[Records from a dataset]
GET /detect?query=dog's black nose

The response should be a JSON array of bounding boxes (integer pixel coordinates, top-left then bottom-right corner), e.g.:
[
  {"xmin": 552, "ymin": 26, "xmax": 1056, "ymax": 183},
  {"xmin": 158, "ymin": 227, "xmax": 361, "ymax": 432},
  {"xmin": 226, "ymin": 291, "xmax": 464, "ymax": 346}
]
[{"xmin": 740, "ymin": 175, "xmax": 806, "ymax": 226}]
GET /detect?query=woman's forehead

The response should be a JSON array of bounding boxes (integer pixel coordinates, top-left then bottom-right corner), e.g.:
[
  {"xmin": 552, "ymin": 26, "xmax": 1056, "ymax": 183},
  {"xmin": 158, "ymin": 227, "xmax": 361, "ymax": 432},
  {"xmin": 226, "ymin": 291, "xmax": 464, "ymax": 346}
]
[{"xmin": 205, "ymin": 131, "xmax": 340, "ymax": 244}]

---

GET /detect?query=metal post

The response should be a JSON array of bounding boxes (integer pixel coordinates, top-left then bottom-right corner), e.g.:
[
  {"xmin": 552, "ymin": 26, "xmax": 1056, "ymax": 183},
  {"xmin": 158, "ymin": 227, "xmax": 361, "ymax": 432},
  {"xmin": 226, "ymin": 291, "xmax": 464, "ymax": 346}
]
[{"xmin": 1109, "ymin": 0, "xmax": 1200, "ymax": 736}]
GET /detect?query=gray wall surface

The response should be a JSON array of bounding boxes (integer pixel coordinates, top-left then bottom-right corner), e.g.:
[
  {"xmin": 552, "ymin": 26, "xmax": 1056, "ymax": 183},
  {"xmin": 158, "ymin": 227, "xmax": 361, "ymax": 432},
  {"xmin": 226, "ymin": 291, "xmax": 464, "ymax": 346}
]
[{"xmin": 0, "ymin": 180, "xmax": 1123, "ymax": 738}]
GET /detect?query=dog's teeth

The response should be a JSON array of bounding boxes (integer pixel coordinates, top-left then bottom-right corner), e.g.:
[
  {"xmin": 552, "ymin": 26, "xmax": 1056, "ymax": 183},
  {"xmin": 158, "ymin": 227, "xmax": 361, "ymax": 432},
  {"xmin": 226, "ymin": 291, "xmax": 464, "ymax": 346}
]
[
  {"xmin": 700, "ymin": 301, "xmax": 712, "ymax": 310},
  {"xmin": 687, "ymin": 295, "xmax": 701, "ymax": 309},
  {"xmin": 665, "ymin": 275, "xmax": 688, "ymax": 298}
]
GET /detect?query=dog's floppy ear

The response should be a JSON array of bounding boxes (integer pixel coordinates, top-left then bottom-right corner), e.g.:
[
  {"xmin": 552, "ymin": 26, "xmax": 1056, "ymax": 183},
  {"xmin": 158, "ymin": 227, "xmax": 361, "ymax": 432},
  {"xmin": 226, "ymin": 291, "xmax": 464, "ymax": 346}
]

• _EXERCISE_: Show the lines above that include "detect".

• _SOLUTION BELOW_:
GET /detect?query=dog's black nose
GET /detect?query=woman's forehead
GET /detect?query=metal post
GET /detect?query=gray wall surface
GET /detect?query=dog's teeth
GET /detect?query=dog's floppy ear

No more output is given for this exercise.